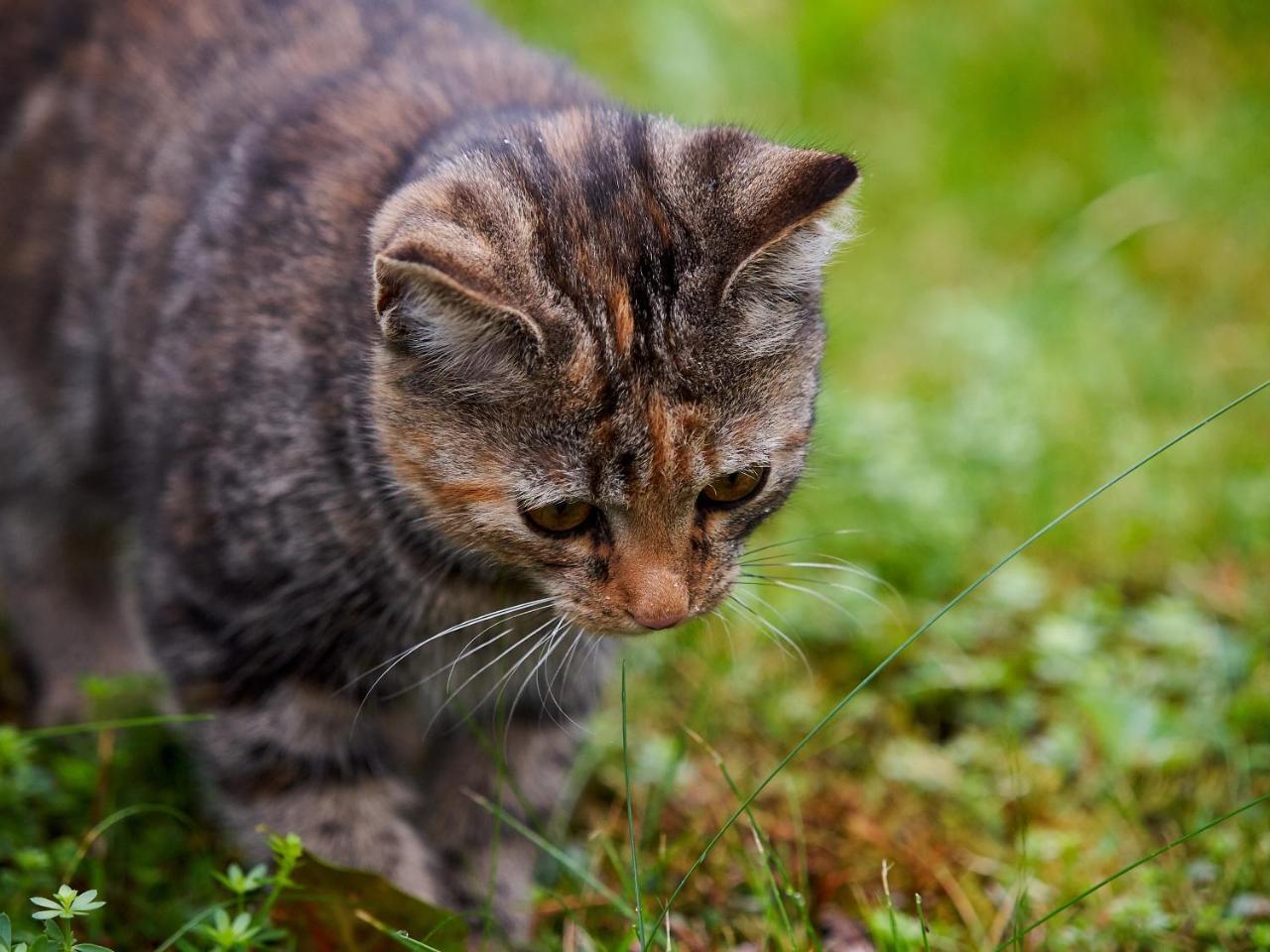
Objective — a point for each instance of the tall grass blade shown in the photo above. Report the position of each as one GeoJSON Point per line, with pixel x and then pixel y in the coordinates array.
{"type": "Point", "coordinates": [630, 824]}
{"type": "Point", "coordinates": [117, 816]}
{"type": "Point", "coordinates": [921, 920]}
{"type": "Point", "coordinates": [930, 622]}
{"type": "Point", "coordinates": [64, 730]}
{"type": "Point", "coordinates": [553, 851]}
{"type": "Point", "coordinates": [1134, 865]}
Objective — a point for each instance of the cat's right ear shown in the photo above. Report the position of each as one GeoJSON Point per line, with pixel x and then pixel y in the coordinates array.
{"type": "Point", "coordinates": [437, 307]}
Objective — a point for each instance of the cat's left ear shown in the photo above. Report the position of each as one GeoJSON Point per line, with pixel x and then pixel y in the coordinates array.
{"type": "Point", "coordinates": [763, 202]}
{"type": "Point", "coordinates": [440, 301]}
{"type": "Point", "coordinates": [792, 209]}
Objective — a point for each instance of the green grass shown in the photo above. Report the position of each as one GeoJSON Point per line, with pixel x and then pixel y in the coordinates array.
{"type": "Point", "coordinates": [1062, 263]}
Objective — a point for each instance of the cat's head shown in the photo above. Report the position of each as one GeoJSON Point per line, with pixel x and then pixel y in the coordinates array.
{"type": "Point", "coordinates": [601, 339]}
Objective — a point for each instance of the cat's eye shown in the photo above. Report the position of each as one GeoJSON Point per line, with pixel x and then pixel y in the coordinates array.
{"type": "Point", "coordinates": [734, 488]}
{"type": "Point", "coordinates": [562, 518]}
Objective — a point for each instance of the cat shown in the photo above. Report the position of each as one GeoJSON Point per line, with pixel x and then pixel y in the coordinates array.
{"type": "Point", "coordinates": [375, 375]}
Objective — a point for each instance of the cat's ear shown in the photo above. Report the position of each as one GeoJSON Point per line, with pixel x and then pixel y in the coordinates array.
{"type": "Point", "coordinates": [440, 303]}
{"type": "Point", "coordinates": [792, 211]}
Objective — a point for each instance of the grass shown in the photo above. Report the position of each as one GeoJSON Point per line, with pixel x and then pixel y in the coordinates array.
{"type": "Point", "coordinates": [1066, 220]}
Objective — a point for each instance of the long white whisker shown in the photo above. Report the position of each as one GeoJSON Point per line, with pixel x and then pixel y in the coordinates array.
{"type": "Point", "coordinates": [513, 611]}
{"type": "Point", "coordinates": [453, 665]}
{"type": "Point", "coordinates": [562, 673]}
{"type": "Point", "coordinates": [844, 566]}
{"type": "Point", "coordinates": [485, 667]}
{"type": "Point", "coordinates": [726, 631]}
{"type": "Point", "coordinates": [851, 589]}
{"type": "Point", "coordinates": [804, 538]}
{"type": "Point", "coordinates": [548, 651]}
{"type": "Point", "coordinates": [780, 583]}
{"type": "Point", "coordinates": [776, 631]}
{"type": "Point", "coordinates": [527, 606]}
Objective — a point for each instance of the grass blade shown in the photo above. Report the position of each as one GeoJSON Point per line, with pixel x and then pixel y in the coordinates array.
{"type": "Point", "coordinates": [1133, 866]}
{"type": "Point", "coordinates": [930, 622]}
{"type": "Point", "coordinates": [117, 816]}
{"type": "Point", "coordinates": [553, 851]}
{"type": "Point", "coordinates": [630, 824]}
{"type": "Point", "coordinates": [64, 730]}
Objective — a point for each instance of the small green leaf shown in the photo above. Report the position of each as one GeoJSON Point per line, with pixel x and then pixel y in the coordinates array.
{"type": "Point", "coordinates": [84, 901]}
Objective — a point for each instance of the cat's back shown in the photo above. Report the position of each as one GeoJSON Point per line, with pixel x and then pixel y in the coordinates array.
{"type": "Point", "coordinates": [191, 175]}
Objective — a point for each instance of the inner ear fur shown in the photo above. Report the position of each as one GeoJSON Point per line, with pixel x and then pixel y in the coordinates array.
{"type": "Point", "coordinates": [449, 312]}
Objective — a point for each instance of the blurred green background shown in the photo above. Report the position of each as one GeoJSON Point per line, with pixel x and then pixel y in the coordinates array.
{"type": "Point", "coordinates": [1064, 259]}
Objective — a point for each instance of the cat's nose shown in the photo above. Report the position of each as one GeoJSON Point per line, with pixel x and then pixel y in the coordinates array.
{"type": "Point", "coordinates": [659, 602]}
{"type": "Point", "coordinates": [658, 619]}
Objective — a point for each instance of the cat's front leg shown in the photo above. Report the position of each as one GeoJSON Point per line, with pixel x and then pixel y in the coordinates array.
{"type": "Point", "coordinates": [294, 762]}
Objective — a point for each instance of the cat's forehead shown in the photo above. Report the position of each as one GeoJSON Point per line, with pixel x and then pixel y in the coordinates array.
{"type": "Point", "coordinates": [652, 445]}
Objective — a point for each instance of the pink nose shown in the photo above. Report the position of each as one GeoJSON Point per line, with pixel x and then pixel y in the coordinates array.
{"type": "Point", "coordinates": [658, 619]}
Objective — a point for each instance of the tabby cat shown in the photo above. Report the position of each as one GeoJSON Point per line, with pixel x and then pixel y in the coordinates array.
{"type": "Point", "coordinates": [372, 375]}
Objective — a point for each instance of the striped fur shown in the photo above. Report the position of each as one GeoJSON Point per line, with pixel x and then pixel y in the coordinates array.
{"type": "Point", "coordinates": [307, 303]}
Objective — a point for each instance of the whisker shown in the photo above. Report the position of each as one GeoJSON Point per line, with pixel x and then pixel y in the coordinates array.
{"type": "Point", "coordinates": [726, 631]}
{"type": "Point", "coordinates": [772, 629]}
{"type": "Point", "coordinates": [512, 612]}
{"type": "Point", "coordinates": [804, 538]}
{"type": "Point", "coordinates": [535, 674]}
{"type": "Point", "coordinates": [485, 667]}
{"type": "Point", "coordinates": [453, 665]}
{"type": "Point", "coordinates": [563, 674]}
{"type": "Point", "coordinates": [820, 597]}
{"type": "Point", "coordinates": [847, 567]}
{"type": "Point", "coordinates": [527, 606]}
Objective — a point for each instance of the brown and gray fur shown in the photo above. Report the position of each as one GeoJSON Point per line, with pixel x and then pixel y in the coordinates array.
{"type": "Point", "coordinates": [304, 303]}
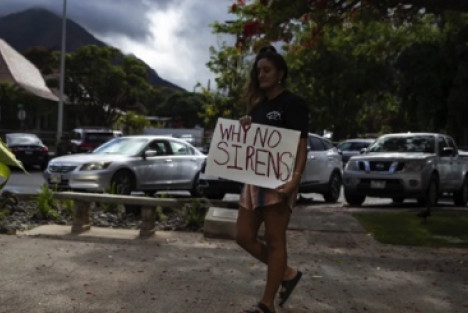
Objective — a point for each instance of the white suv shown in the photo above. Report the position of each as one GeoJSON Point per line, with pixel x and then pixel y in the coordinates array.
{"type": "Point", "coordinates": [323, 173]}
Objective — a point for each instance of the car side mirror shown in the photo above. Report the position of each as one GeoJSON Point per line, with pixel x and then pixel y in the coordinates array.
{"type": "Point", "coordinates": [150, 153]}
{"type": "Point", "coordinates": [447, 151]}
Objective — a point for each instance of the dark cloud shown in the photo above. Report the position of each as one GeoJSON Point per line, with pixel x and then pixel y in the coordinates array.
{"type": "Point", "coordinates": [105, 17]}
{"type": "Point", "coordinates": [179, 53]}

######

Your goal
Could you convert the rows from the line with "Objective — a point for each instance of the brown" through the end of the rows into a two-column CSV with the columns text and answer? Give one CSV line per row, put each value in a single quoted field with its line breaks turned into spaces, and leave the pictures out.

Response
text,answer
"Objective — a point for each instance of the brown and gray fur shown in the photo above. Report the position of each as one GeoJSON Point per line, with pixel x and then pixel y in the coordinates array.","{""type"": ""Point"", ""coordinates"": [304, 303]}"
"Objective — a point for each instance of the white suv shown in the photo above. Report the position of each as one GeoJSON Point per line, with pixel x and then pixel y in the coordinates array.","{""type"": ""Point"", ""coordinates"": [323, 173]}"
"Objective — a point for each instance of the car side mirror shown in the photo above. Report the position of each as one GeoJSON Point per line, with pixel x and then pixel y in the coordinates array.","{""type"": ""Point"", ""coordinates"": [150, 153]} {""type"": ""Point"", ""coordinates"": [447, 151]}"
"Objective — a point for each instance of the dark cloud shown in the photo above. Report the position of each as one GeoJSON Point per line, with pixel x and then pixel y in the coordinates array.","{""type"": ""Point"", ""coordinates"": [105, 17]} {""type"": ""Point"", ""coordinates"": [179, 53]}"